[Dataset excerpts on object pointing]
══════

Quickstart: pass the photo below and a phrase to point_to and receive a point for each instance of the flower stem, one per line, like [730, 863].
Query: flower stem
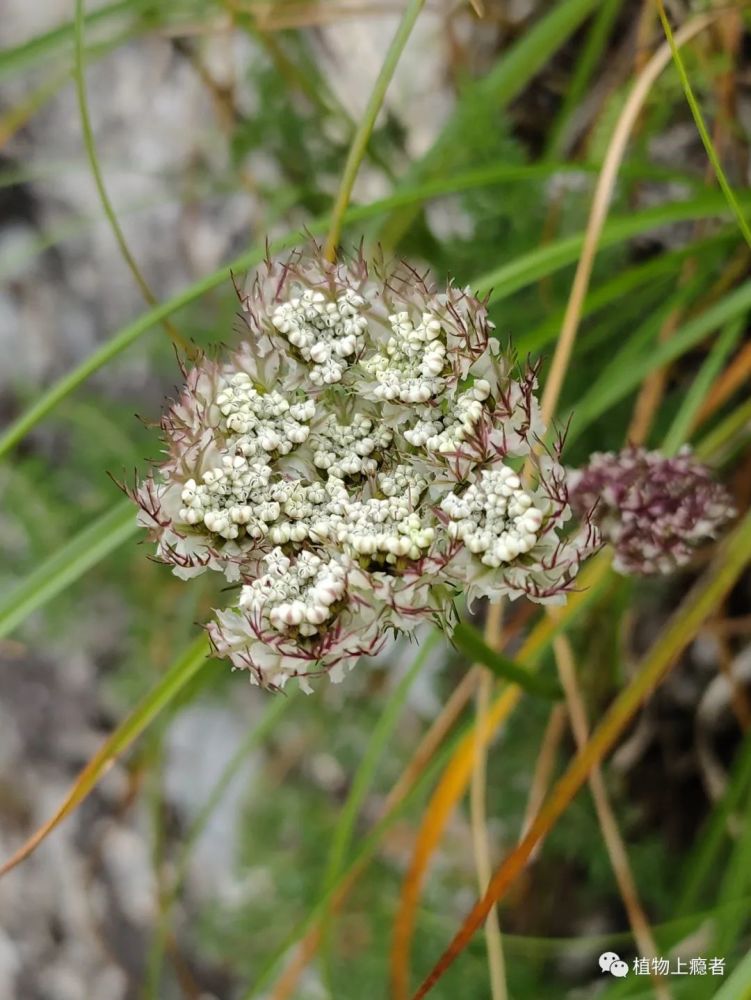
[367, 124]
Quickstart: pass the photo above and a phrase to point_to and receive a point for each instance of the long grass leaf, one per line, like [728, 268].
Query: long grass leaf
[68, 564]
[185, 668]
[732, 558]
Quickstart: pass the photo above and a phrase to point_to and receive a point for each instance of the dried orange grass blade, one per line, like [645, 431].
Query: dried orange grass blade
[710, 590]
[183, 671]
[452, 787]
[456, 777]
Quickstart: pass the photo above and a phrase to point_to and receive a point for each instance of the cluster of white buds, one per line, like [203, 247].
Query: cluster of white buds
[351, 466]
[495, 518]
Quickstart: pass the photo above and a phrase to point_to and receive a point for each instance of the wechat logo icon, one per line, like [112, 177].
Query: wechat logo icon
[610, 962]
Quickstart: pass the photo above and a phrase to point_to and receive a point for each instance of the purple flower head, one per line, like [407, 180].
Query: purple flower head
[654, 511]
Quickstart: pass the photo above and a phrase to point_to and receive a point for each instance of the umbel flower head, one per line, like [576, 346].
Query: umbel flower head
[655, 511]
[353, 466]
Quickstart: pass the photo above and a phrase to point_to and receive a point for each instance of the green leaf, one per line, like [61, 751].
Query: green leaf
[624, 379]
[496, 90]
[184, 669]
[523, 271]
[70, 562]
[471, 642]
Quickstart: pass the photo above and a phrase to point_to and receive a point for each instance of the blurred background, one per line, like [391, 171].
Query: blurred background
[217, 125]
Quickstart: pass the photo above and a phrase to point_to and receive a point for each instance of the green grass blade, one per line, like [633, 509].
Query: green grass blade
[591, 54]
[69, 563]
[702, 128]
[658, 268]
[680, 428]
[545, 260]
[183, 670]
[521, 272]
[624, 380]
[344, 830]
[498, 88]
[477, 650]
[276, 706]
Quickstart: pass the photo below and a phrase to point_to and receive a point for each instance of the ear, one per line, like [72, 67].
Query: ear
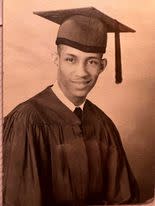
[103, 64]
[55, 58]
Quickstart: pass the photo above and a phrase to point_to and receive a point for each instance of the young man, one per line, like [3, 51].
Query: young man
[59, 148]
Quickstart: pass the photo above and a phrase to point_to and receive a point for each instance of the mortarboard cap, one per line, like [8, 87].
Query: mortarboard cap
[86, 29]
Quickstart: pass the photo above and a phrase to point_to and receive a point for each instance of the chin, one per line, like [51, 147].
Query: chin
[80, 94]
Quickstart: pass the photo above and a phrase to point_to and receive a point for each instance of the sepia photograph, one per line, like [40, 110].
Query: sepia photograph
[78, 103]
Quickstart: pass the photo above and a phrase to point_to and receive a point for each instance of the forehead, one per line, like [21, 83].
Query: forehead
[68, 50]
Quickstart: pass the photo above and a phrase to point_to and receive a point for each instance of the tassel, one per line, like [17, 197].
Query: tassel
[118, 64]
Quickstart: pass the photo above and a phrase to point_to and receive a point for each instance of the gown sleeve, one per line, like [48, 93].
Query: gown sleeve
[22, 185]
[122, 187]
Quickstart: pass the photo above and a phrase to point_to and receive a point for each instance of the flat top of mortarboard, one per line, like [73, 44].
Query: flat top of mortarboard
[59, 16]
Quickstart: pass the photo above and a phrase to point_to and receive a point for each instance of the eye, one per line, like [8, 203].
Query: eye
[70, 59]
[93, 62]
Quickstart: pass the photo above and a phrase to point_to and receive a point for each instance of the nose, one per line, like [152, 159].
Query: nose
[81, 70]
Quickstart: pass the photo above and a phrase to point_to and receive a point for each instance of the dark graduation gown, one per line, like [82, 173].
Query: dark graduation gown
[49, 160]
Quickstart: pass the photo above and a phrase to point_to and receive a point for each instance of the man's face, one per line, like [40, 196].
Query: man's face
[78, 71]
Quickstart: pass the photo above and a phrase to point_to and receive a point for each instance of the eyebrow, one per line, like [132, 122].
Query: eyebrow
[90, 57]
[71, 55]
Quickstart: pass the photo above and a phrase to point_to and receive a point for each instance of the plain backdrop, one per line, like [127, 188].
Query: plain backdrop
[28, 46]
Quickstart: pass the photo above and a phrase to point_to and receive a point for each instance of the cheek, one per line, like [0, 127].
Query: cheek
[94, 73]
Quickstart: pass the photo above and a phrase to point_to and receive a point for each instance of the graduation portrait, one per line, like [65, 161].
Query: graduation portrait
[78, 117]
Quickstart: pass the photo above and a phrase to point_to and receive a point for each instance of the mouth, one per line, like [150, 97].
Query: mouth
[81, 83]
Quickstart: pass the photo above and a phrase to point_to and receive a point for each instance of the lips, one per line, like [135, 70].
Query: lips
[81, 84]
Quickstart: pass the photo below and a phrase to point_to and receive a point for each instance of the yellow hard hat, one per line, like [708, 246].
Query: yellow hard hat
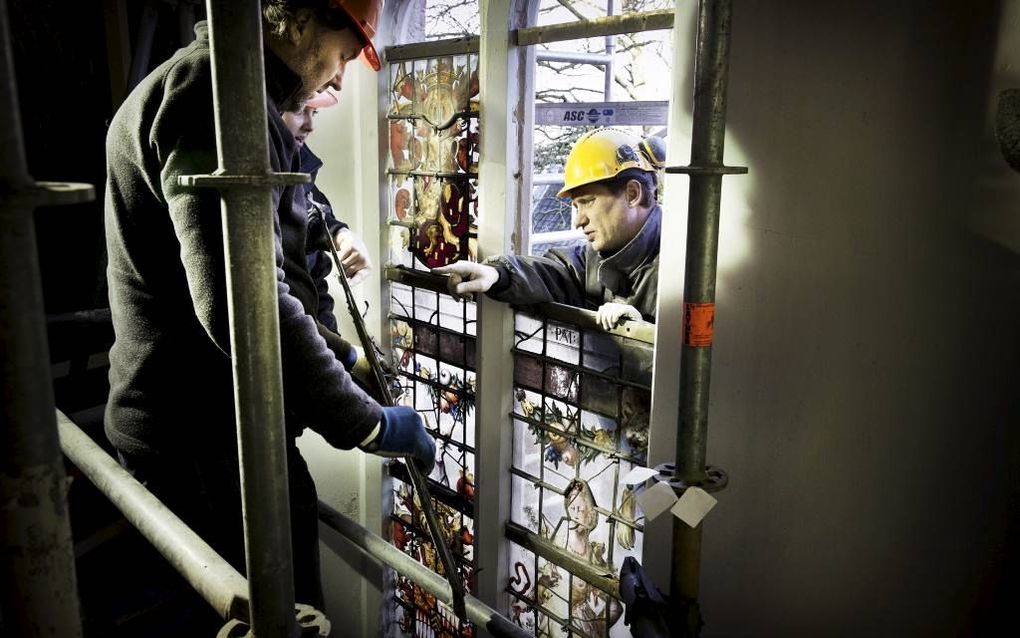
[602, 154]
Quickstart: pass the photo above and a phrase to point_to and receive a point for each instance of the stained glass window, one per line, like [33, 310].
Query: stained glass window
[431, 208]
[580, 419]
[432, 160]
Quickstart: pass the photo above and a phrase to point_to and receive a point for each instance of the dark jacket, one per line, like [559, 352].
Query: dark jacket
[319, 260]
[583, 278]
[170, 372]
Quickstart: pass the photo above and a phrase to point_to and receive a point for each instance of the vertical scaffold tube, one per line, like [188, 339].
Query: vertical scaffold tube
[239, 98]
[706, 172]
[38, 585]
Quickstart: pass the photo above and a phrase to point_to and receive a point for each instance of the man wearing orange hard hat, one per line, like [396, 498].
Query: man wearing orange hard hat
[611, 178]
[170, 411]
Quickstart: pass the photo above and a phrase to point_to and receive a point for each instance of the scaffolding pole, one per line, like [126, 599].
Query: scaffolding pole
[244, 180]
[208, 574]
[37, 560]
[706, 172]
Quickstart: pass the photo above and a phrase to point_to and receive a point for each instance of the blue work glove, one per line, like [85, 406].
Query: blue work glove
[403, 434]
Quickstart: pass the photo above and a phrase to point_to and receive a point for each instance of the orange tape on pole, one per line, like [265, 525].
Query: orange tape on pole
[699, 324]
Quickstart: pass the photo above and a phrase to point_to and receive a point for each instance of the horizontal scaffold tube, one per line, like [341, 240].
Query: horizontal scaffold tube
[212, 577]
[374, 546]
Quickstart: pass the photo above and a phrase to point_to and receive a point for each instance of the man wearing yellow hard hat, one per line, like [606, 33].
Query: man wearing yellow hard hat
[611, 180]
[170, 410]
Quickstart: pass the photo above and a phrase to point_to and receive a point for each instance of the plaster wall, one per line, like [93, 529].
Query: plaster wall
[864, 382]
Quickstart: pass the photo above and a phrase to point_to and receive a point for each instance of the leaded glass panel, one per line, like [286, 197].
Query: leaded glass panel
[580, 418]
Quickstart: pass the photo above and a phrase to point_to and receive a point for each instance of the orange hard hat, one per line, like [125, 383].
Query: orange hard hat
[365, 15]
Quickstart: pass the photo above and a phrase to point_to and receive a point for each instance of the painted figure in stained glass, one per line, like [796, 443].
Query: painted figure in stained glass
[546, 586]
[626, 509]
[634, 409]
[561, 437]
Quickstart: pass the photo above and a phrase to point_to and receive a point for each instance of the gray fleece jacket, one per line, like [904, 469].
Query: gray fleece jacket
[170, 372]
[581, 277]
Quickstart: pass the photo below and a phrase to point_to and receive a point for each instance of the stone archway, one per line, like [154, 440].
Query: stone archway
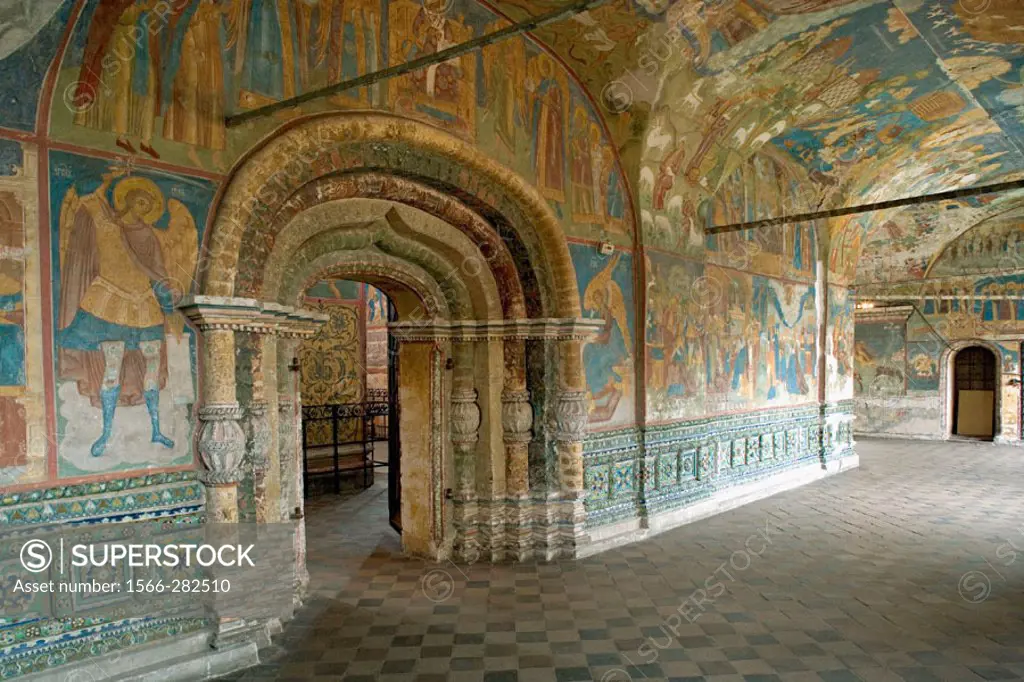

══════

#### EXERCISE:
Locate every line in the listing above that contains the string "pole", and copy each of those lines. Case counts.

#### FINAL ANSWER:
Quickstart: pass the photo above and a phrase to point_to and receive a point for each instance of the scaffolding pole, one per line, like [126, 599].
Query: scaffolding pole
Quickstart: pass the photo above and a phrase to point_to and receive a point for each instance of the orange tape on pole, one per line, like [265, 525].
Query: orange tape on pole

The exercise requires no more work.